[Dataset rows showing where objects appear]
- - - - - - -

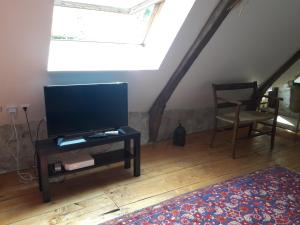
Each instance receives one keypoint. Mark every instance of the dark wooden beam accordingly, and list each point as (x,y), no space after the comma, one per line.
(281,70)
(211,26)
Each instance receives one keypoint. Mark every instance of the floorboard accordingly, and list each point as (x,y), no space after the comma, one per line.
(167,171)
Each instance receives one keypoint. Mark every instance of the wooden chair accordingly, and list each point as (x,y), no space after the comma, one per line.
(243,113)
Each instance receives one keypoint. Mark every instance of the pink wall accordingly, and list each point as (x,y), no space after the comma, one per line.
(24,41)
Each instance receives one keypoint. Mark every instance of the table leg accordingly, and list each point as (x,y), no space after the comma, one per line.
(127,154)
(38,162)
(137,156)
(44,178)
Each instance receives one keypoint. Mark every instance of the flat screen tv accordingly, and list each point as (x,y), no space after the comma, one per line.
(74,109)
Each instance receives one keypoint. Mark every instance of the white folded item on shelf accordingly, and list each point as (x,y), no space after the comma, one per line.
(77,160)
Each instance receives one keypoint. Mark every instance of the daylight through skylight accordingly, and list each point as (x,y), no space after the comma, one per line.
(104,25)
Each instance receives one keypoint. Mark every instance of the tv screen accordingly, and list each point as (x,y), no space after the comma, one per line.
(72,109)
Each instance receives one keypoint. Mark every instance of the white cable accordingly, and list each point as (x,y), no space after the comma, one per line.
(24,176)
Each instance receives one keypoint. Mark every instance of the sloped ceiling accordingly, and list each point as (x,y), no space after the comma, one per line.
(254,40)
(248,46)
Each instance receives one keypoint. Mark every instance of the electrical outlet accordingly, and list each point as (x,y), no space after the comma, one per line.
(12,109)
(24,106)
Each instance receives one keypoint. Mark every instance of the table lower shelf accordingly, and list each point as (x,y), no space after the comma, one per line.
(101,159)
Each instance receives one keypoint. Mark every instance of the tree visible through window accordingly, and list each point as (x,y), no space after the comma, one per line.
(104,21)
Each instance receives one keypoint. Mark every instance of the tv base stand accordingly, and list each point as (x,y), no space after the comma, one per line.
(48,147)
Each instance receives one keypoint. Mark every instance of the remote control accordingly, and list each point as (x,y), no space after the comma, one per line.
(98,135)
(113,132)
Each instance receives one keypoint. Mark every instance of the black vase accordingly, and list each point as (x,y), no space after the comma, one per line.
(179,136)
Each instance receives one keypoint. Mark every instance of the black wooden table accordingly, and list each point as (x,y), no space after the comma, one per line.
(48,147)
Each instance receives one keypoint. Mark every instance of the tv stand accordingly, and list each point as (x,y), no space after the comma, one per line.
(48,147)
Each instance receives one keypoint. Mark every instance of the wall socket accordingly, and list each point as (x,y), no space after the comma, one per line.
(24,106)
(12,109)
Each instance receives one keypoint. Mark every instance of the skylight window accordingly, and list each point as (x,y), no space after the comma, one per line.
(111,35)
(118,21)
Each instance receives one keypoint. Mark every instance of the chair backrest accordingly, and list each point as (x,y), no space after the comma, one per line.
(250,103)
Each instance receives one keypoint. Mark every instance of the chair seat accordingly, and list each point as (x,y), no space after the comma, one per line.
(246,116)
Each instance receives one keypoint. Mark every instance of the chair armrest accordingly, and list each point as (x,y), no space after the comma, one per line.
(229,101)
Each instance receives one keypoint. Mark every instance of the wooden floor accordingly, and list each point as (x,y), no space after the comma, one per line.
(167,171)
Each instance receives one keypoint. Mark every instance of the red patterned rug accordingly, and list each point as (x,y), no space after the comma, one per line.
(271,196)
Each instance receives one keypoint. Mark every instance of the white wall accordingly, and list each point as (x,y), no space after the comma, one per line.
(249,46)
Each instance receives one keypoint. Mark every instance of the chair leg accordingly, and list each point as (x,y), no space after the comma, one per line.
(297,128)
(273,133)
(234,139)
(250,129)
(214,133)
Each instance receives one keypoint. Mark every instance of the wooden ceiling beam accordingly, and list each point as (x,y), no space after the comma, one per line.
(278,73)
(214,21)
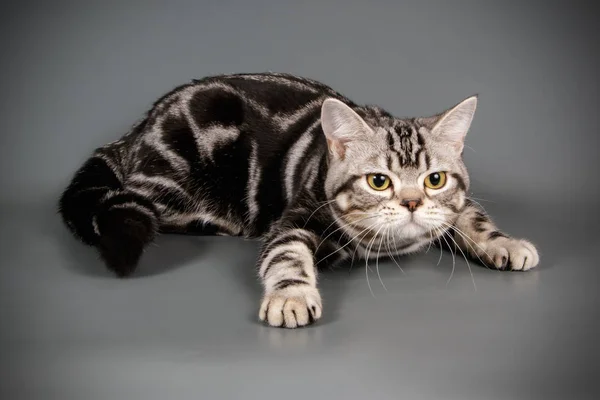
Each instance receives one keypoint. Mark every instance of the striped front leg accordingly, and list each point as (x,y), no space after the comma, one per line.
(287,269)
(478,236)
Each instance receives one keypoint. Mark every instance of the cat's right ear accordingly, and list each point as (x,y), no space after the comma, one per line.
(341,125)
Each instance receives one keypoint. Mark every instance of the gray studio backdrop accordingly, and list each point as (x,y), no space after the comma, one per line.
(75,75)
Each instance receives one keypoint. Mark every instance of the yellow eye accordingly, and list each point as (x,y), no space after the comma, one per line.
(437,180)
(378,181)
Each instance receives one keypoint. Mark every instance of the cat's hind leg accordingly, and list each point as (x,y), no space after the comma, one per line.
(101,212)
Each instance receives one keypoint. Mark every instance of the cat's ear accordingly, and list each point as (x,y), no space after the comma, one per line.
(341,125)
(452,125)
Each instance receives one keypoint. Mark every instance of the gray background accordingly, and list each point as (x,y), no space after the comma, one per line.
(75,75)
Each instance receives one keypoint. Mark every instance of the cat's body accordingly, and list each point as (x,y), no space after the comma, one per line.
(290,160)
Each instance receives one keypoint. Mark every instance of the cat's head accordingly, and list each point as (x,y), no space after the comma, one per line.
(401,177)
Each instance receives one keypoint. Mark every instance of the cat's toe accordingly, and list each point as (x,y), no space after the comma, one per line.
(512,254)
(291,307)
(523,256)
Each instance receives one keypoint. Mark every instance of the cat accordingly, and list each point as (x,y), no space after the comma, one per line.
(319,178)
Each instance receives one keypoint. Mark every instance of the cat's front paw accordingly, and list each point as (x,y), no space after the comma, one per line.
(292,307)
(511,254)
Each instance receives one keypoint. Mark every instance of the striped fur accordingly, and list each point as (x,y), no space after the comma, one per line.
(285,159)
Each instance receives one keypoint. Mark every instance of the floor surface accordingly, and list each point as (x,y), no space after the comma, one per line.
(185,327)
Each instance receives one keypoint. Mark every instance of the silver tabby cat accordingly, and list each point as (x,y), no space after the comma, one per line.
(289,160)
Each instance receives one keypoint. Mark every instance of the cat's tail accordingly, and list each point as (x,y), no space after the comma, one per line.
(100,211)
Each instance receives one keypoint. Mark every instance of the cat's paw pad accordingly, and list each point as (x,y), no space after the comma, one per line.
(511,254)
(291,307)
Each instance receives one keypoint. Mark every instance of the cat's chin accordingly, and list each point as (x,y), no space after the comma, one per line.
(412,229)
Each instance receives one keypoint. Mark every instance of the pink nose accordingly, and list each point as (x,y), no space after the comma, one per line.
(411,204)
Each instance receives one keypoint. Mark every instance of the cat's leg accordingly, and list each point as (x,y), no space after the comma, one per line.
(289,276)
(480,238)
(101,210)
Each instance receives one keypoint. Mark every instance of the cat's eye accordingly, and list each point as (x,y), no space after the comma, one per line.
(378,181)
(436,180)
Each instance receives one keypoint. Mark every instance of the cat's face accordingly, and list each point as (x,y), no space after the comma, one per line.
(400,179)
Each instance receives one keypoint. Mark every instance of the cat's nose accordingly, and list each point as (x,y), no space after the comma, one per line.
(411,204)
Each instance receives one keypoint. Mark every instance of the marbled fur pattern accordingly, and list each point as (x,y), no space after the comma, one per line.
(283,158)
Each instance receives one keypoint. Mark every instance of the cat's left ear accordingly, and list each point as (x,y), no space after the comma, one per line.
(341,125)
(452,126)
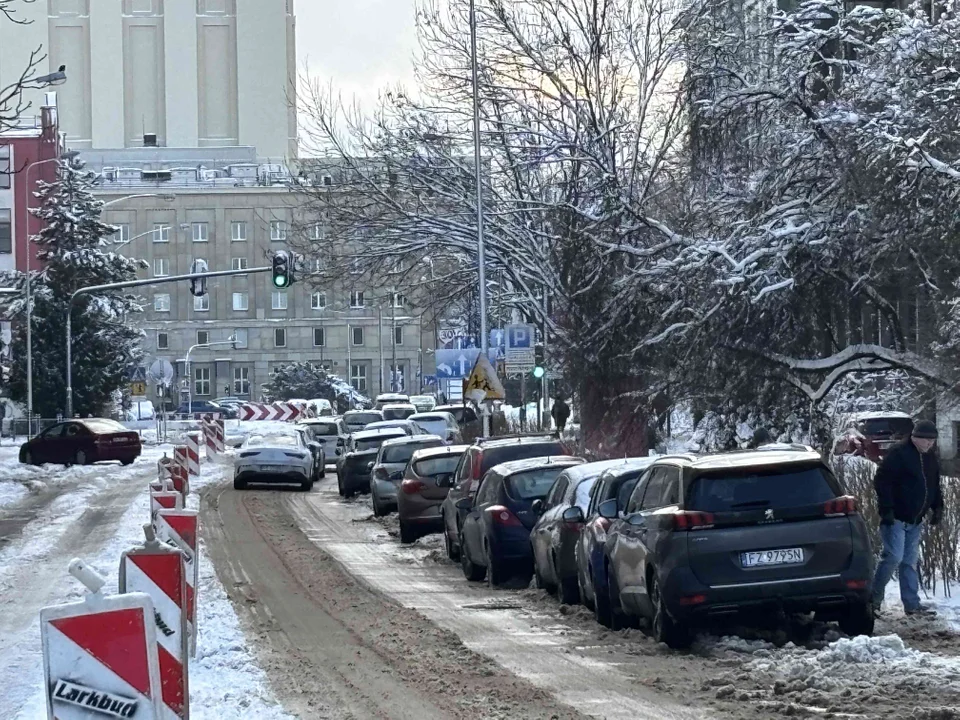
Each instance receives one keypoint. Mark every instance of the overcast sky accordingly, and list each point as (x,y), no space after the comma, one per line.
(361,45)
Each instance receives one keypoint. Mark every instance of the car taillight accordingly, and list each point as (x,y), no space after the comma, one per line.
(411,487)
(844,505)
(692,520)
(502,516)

- - - - - - -

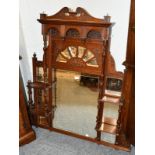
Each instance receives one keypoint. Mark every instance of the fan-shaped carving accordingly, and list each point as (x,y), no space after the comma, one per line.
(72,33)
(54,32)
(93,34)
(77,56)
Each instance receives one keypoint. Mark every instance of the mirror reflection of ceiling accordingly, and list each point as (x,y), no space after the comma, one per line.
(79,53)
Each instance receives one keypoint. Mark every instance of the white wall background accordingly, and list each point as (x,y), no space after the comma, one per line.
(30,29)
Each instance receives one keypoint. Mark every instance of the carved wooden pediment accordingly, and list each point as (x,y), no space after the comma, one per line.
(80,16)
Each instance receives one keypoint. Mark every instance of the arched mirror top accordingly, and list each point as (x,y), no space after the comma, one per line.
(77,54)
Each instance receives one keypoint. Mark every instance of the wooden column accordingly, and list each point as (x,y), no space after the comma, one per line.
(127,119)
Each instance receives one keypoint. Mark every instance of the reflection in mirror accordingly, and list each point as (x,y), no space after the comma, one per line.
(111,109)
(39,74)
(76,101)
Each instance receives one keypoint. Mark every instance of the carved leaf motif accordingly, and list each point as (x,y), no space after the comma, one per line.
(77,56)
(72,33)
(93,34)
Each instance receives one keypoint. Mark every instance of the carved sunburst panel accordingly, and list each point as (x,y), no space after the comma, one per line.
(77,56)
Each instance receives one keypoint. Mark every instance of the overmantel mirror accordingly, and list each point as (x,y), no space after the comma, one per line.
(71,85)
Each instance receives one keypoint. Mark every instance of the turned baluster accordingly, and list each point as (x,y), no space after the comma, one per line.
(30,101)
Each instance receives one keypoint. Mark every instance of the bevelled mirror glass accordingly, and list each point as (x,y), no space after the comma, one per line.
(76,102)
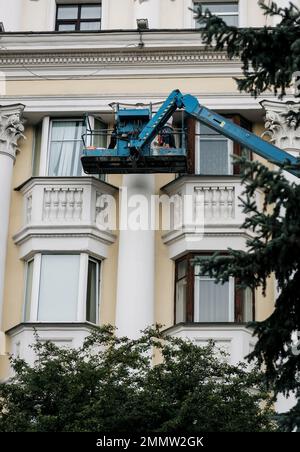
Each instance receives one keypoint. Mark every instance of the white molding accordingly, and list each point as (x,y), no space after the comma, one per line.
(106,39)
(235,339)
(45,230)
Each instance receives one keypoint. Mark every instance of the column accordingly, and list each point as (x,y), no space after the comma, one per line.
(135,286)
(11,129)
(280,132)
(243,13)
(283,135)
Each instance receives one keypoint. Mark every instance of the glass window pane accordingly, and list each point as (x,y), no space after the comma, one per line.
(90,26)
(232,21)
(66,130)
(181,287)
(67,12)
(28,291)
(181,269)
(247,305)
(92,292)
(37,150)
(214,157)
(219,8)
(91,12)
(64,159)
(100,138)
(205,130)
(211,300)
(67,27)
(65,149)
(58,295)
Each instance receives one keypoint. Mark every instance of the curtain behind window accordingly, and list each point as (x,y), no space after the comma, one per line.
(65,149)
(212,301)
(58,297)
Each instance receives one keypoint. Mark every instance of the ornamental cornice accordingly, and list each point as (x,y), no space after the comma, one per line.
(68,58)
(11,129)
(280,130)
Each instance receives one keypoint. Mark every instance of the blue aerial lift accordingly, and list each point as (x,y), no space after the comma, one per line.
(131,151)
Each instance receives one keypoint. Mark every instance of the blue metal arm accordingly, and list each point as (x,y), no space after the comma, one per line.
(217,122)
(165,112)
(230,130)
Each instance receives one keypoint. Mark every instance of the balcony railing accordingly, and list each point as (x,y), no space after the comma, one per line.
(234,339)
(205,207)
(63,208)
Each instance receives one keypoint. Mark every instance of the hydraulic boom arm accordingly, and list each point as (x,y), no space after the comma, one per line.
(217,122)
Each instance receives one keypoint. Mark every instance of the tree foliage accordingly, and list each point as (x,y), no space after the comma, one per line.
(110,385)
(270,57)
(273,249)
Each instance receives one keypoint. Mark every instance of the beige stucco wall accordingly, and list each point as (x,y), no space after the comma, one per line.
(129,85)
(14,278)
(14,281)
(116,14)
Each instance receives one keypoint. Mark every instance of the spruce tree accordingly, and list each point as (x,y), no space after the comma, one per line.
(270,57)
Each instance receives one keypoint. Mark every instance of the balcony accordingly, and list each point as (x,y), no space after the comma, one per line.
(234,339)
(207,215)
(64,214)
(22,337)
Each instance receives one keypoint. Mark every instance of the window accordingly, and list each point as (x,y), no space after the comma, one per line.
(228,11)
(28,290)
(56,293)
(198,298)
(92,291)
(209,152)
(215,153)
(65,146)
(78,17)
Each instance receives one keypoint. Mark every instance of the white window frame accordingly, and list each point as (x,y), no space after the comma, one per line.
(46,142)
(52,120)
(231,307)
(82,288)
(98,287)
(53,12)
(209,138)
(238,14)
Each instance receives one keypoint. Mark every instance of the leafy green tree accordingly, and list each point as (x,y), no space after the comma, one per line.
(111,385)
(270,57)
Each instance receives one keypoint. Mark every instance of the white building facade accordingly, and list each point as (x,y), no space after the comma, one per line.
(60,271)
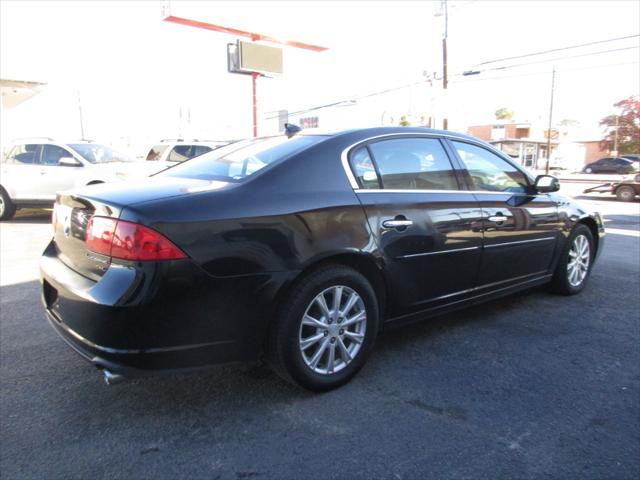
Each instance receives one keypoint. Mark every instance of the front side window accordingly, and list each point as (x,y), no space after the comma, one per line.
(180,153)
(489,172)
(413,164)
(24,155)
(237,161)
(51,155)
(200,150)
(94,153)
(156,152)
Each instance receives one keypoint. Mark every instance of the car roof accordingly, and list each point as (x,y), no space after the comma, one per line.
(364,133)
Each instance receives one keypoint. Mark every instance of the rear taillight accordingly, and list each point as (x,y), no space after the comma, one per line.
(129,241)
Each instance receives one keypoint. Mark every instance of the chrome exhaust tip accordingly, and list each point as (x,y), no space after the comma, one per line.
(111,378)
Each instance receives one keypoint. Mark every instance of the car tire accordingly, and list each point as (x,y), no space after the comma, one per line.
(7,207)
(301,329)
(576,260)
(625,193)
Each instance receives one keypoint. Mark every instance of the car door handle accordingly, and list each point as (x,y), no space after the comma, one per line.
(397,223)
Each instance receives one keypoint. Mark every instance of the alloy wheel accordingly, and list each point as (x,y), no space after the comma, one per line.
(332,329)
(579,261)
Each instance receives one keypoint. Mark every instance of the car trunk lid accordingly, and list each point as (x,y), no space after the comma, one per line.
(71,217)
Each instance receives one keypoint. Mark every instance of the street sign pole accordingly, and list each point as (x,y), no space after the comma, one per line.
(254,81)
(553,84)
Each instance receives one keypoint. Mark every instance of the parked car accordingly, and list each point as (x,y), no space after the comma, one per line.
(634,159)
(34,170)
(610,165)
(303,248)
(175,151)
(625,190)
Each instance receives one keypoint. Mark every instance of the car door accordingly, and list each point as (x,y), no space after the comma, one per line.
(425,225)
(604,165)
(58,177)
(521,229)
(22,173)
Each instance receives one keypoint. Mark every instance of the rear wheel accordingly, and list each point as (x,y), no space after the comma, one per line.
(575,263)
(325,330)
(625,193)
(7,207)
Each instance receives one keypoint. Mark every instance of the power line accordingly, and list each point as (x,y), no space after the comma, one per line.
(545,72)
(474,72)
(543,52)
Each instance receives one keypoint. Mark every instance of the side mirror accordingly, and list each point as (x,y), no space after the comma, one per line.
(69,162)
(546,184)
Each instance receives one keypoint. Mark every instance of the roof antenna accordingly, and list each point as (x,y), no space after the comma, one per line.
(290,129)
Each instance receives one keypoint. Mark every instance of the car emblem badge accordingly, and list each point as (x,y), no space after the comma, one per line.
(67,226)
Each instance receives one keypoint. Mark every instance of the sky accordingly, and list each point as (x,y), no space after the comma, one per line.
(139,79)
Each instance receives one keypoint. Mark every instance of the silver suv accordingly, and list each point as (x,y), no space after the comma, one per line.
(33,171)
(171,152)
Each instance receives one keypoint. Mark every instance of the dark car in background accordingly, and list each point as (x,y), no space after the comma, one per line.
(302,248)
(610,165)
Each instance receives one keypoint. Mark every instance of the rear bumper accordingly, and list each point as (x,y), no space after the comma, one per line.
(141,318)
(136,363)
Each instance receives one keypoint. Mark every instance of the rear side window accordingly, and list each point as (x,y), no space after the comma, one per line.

- - - - - - -

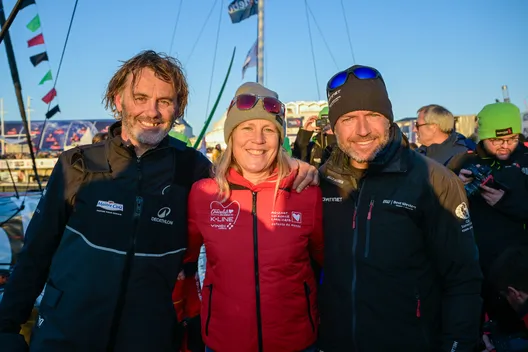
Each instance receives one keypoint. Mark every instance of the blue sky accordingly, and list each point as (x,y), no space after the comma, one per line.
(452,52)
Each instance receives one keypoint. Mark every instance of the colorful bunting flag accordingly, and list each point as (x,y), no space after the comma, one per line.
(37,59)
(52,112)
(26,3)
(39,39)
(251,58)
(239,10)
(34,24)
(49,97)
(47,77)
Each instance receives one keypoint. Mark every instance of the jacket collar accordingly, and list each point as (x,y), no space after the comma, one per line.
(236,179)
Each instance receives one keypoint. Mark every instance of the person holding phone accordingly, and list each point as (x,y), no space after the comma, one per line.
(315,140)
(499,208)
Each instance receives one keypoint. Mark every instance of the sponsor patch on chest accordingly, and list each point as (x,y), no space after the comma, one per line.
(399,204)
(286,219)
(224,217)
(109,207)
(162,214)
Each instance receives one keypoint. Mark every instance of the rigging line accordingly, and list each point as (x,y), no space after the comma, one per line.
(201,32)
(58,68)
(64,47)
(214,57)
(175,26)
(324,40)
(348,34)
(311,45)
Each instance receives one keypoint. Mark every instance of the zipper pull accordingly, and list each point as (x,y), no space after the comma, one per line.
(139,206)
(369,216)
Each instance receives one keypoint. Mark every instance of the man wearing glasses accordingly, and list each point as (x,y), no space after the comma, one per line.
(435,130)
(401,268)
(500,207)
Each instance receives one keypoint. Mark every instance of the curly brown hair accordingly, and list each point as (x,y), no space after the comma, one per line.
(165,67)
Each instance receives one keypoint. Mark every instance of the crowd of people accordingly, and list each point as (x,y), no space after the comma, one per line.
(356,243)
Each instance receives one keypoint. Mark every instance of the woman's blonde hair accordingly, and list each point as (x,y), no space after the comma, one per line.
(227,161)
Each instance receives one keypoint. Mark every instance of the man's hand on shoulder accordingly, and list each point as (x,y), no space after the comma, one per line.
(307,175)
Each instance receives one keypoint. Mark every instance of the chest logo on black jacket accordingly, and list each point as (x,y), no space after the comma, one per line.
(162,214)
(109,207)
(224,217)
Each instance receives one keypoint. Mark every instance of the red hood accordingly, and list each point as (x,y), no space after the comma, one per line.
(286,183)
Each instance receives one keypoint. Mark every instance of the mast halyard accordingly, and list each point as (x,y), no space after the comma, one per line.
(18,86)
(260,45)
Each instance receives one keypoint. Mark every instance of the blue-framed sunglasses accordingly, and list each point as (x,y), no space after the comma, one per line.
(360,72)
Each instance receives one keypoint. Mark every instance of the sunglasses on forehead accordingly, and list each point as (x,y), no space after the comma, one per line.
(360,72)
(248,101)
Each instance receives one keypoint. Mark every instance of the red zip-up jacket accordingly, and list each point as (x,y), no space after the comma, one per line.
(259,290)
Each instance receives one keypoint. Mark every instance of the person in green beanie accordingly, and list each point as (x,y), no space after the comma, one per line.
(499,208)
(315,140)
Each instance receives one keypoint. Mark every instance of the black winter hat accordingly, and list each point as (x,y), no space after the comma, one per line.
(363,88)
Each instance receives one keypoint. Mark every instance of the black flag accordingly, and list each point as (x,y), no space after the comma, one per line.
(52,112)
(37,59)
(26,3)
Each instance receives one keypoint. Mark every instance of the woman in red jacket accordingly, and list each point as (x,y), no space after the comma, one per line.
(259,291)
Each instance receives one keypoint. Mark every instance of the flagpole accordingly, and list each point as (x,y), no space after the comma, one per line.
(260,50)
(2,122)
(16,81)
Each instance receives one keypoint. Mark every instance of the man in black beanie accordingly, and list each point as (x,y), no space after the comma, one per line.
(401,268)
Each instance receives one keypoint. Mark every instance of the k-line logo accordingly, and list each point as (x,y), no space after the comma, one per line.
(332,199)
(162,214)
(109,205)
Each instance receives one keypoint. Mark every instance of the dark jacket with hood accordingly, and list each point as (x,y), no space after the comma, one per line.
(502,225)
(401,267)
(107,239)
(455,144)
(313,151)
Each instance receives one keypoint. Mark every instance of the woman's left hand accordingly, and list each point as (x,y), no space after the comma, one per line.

- - - - - - -

• [TASK DIRECTIONS]: Count the lines in the material above that contain the word "logo", treating uppercase and lowercase as distinct. Reply with the number alone.

• [PROBLEM SOLUTION]: 2